## Provided text:
——————

Stadium in Trinidad and Tobago

The Ato Boldon Stadium is an athletics and football stadium located in Balmain, Couva, Trinidad and Tobago. It is currently the home ground of Central and Club Sando.

==History==
The stadium was constructed for the 2001 FIFA U-17 World Championship which was hosted by Trinidad and Tobago, and was named for eight-time Olympic and World Championship medal winner and 1997 200m World Champion, sprinter Ato Boldon. It hosted four of the six Group C matches.

It was also used for the 2010 FIFA U-17 Women's World Cup, in which it hosted one match from Group A, one from Group B, four of the Group C matches, one of the quarter-finals and both semi-finals.

The stadium played host to a World Cup qualifier on October 10, 2017, in which Trinidad and Tobago defeated the United States 2–1, which included an Omar Gonzalez own goal, which resulted in the United States failing to qualify for the 2018 FIFA World Cup, the first time the US didn't play in the final tournament since 1986, as Panama defeated Costa Rica 2–1, with Panama qualifying for their first ever World Cup, and also coupled with Honduras' win against Mexico 3–2, sending Honduras to the World Cup qualifying playoffs where they lost 3–1 against Australia.

Prior to the match, the United States complained of inadequate conditions after the track separating the pitch from the stands was flooded, forcing players to be carried across.

——————

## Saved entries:
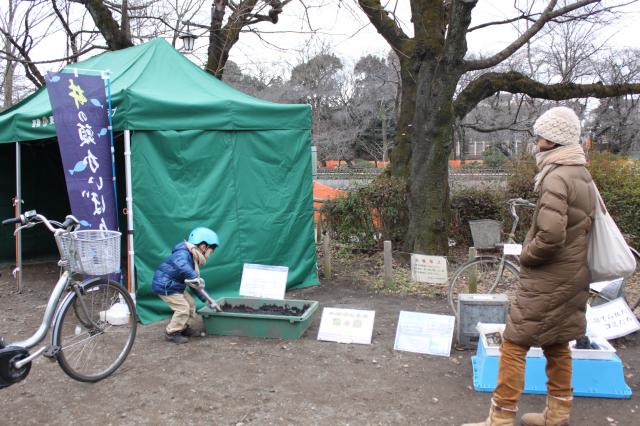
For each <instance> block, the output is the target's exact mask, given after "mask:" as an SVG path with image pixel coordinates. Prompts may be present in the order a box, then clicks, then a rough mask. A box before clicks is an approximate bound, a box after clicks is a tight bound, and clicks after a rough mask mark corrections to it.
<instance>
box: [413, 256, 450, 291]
mask: <svg viewBox="0 0 640 426" xmlns="http://www.w3.org/2000/svg"><path fill="white" fill-rule="evenodd" d="M447 278H448V277H447V258H446V257H443V256H426V255H423V254H413V253H412V254H411V279H412V280H413V281H418V282H423V283H432V284H442V283H446V282H447Z"/></svg>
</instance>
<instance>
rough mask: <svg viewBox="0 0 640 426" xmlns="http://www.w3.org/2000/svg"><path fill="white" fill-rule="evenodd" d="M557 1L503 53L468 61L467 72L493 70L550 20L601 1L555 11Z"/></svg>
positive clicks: (578, 1)
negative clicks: (589, 4)
mask: <svg viewBox="0 0 640 426" xmlns="http://www.w3.org/2000/svg"><path fill="white" fill-rule="evenodd" d="M557 2H558V1H557V0H551V1H549V4H548V5H547V7H546V8H545V9H544V11H543V12H542V14H541V15H540V17H539V18H538V19H537V20H536V21H535V22H534V24H533V25H532V26H531V27H530V28H529V29H528V30H527V31H525V32H524V33H522V35H521V36H520V37H518V38H517V39H516V40H515V41H514V42H513V43H511V44H510V45H509V46H507V47H505V48H504V49H503V50H502V51H500V52H498V53H496V54H495V55H493V56H491V57H489V58H486V59H479V60H475V61H466V65H465V70H466V71H473V70H479V69H485V68H491V67H493V66H496V65H498V64H499V63H500V62H502V61H504V60H505V59H507V58H508V57H509V56H511V55H513V54H514V53H515V52H516V51H517V50H518V49H520V48H521V47H522V46H524V45H525V44H526V43H527V42H528V41H529V40H531V38H532V37H533V36H535V35H536V34H537V33H538V32H539V31H540V30H541V29H542V27H544V26H545V24H546V23H547V22H549V21H550V20H552V19H554V18H557V17H559V16H562V15H566V14H567V13H569V12H572V11H574V10H576V9H580V8H582V7H584V6H587V5H589V4H592V3H598V2H600V0H580V1H577V2H575V3H572V4H568V5H566V6H565V7H561V8H560V9H558V10H556V11H554V10H553V9H554V8H555V6H556V4H557Z"/></svg>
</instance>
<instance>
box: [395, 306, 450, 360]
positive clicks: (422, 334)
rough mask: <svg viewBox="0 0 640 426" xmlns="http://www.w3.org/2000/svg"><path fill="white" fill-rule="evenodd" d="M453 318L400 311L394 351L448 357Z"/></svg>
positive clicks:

——————

## Tasks and exercises:
1. In the stadium text, which tournament was the stadium built for?
2. Using the stadium text, say whether each statement agrees with it, and quote the deciding words: (a) The stadium is in Balmain, Couva. (b) Trinidad and Tobago lost the October 10, 2017 qualifier to the United States. (c) Before that match, the United States complained about the conditions.
3. Summarize the stadium text in two sentences.
The saved entries are separate from the stadium text.

## Responses to the tasks:
1. The 2001 FIFA U-17 World Championship, hosted by Trinidad and Tobago.

2.
(a) Yes: "located in Balmain, Couva, Trinidad and Tobago"
(b) No: "Trinidad and Tobago defeated the United States 2–1"
(c) Yes: "the United States complained of inadequate conditions"

3. The Ato Boldon Stadium in Balmain, Couva, Trinidad and Tobago, is an athletics and football stadium named for sprinter Ato Boldon and home to Central and Club Sando. It was built for the 2001 FIFA U-17 World Championship, also hosted matches at the 2010 FIFA U-17 Women's World Cup, and was the site of the October 10, 2017 qualifier in which Trinidad and Tobago beat the United States 2–1, leaving the United States out of the 2018 FIFA World Cup.